START EXCERPTED RECORDS

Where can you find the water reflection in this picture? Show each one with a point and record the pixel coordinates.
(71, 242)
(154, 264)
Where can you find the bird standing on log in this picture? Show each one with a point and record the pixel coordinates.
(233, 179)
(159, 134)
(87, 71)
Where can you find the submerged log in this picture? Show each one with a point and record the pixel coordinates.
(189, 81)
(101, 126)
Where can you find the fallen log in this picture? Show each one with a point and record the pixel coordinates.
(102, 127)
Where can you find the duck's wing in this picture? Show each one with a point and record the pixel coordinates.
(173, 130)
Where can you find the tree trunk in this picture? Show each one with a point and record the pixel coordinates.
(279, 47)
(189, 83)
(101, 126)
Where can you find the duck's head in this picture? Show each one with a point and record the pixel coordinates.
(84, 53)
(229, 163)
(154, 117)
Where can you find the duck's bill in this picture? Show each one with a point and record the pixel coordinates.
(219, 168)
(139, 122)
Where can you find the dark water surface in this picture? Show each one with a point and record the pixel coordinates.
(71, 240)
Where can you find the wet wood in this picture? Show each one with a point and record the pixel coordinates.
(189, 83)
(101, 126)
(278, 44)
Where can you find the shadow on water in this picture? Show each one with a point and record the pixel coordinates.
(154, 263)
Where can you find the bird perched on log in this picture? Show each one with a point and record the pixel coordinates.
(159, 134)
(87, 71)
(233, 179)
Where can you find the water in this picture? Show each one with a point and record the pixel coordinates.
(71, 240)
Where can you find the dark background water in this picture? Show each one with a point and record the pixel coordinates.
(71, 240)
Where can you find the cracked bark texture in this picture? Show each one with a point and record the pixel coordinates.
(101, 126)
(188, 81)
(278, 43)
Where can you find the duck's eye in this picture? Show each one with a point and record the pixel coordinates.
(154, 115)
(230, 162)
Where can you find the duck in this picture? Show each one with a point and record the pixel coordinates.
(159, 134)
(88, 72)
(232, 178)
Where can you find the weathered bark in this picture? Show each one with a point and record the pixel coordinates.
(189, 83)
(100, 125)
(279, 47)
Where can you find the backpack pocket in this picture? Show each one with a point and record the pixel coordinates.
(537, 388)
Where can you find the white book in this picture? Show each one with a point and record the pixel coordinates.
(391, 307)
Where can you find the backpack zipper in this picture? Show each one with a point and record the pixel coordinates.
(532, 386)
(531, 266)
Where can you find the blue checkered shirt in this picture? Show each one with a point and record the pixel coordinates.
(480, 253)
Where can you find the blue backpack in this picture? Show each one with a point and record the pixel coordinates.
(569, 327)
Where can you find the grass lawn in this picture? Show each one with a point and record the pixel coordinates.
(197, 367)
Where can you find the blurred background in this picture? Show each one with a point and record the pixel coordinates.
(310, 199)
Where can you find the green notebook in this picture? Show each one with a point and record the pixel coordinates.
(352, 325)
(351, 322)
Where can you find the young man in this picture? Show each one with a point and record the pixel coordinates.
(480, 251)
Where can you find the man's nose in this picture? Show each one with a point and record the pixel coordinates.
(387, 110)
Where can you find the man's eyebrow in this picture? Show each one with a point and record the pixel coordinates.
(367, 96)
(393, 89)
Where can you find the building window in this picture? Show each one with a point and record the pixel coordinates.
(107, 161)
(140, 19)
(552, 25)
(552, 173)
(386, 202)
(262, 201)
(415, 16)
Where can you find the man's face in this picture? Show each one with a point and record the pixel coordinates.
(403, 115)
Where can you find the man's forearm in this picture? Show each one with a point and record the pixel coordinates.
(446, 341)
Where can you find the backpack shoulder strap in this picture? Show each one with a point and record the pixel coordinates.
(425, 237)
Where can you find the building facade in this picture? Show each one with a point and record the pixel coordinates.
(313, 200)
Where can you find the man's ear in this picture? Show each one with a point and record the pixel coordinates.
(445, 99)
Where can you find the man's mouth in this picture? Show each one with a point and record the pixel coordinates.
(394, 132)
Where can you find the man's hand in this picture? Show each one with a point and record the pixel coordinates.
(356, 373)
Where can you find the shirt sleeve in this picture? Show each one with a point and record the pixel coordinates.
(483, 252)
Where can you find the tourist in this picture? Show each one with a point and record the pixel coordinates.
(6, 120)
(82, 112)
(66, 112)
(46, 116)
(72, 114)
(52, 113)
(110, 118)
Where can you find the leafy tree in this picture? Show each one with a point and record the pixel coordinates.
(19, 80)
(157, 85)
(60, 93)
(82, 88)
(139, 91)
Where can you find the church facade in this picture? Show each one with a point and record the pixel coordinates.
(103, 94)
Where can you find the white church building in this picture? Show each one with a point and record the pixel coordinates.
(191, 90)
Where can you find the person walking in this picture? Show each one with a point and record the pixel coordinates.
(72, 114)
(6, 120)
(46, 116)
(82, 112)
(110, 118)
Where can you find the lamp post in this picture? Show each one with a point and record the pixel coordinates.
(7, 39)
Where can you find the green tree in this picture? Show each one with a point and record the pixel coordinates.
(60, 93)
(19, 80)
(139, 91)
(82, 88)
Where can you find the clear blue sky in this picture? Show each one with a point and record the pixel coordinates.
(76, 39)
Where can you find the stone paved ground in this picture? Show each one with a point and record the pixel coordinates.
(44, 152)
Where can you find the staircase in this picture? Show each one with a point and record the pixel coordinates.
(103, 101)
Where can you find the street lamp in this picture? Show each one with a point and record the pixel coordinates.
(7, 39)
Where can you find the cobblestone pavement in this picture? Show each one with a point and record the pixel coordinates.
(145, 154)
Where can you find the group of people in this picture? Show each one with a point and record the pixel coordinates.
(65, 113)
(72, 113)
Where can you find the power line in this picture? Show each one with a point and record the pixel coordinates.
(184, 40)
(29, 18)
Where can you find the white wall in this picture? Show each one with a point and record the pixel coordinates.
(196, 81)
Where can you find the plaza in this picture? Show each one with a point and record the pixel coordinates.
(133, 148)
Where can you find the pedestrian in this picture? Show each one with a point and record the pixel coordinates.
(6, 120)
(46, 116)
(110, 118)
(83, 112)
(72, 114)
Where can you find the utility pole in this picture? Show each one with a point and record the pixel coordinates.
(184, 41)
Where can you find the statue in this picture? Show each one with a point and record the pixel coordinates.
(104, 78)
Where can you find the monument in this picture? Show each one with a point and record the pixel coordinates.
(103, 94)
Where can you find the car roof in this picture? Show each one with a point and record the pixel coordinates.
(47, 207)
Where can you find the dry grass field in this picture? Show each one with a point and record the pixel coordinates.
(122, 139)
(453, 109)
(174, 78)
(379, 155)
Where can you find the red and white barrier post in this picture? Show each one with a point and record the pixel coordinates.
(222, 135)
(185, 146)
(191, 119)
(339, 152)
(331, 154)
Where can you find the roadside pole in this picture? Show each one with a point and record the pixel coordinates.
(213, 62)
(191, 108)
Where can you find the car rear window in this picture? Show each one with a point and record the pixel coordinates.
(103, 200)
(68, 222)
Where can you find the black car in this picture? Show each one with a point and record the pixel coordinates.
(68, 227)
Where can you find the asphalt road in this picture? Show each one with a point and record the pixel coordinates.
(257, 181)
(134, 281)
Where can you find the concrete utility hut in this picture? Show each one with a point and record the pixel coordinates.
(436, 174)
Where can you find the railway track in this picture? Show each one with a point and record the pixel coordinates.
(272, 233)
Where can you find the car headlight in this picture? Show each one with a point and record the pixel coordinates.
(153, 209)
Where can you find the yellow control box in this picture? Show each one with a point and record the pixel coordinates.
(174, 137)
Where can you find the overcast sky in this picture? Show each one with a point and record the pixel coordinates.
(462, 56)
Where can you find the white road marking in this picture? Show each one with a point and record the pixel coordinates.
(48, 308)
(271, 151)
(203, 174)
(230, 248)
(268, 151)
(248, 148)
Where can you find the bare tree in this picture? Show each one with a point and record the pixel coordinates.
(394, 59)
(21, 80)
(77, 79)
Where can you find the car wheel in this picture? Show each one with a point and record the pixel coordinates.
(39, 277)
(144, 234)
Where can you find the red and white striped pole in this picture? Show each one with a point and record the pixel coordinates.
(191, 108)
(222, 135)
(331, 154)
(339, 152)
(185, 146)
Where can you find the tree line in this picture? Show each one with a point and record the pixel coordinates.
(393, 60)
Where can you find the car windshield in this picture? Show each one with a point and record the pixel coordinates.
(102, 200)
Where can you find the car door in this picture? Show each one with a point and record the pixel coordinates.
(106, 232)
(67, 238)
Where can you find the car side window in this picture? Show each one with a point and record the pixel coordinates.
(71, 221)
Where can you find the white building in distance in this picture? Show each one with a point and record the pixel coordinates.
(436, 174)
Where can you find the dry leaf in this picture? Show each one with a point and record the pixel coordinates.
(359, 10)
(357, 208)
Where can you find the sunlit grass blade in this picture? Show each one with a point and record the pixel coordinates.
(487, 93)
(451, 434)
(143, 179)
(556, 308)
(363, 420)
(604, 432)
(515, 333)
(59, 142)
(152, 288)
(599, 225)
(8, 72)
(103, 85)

END EXCERPTED RECORDS

** REQUIRED WORK **
Transcribe, word for word, every line from the one containing "Where can you find the car headlight" through the final line of the entries, and nothing else.

** COMPLETE RESPONSE **
Where can you find the car headlight in this picture? Show each one with a point and record the pixel coordinates.
(153, 209)
Where can you find the yellow control box in this picture? Show each one with a point and record the pixel coordinates.
(174, 137)
Where can you find the overcast sky in this picture? Show each one with a point and record the pixel coordinates.
(462, 56)
Where can you find the white road marking in this picture? Show each one with a point and record the pixel coordinates.
(48, 308)
(271, 151)
(203, 174)
(230, 248)
(268, 151)
(248, 148)
Where can you find the bare tree in this picture? Show each one with a point and record the pixel coordinates.
(394, 59)
(21, 80)
(77, 79)
Where can you find the car wheel in this picture? Show each one with a point and record the pixel coordinates.
(39, 277)
(144, 234)
Where can you find the red and white striped pole in this picture? Show each one with a point and record the pixel coordinates.
(191, 108)
(222, 135)
(331, 154)
(339, 152)
(185, 146)
Where can you find the tree line in this picture? Show each one with a point and record the pixel coordinates.
(393, 60)
Where can you find the car windshield in this picture? Show each one with a point and record the pixel coordinates.
(102, 200)
Where can you find the car door in this picture? Show each one with a point and record the pixel coordinates.
(106, 232)
(67, 238)
Where can you find the car side window in this picture? Show each one with a point and record the pixel coordinates.
(71, 221)
Where can you find the white building in distance in this picture? Show each one with a point and record the pixel coordinates.
(436, 174)
Where can you find the dry leaf in this picture? Show each one with a point and record the pixel coordinates.
(359, 10)
(357, 208)
Where can you find the sunlit grass blade in this picture? Show each one with a point and record the pixel coordinates.
(487, 93)
(451, 434)
(143, 179)
(556, 308)
(363, 420)
(604, 432)
(515, 333)
(59, 142)
(152, 288)
(599, 225)
(8, 72)
(103, 85)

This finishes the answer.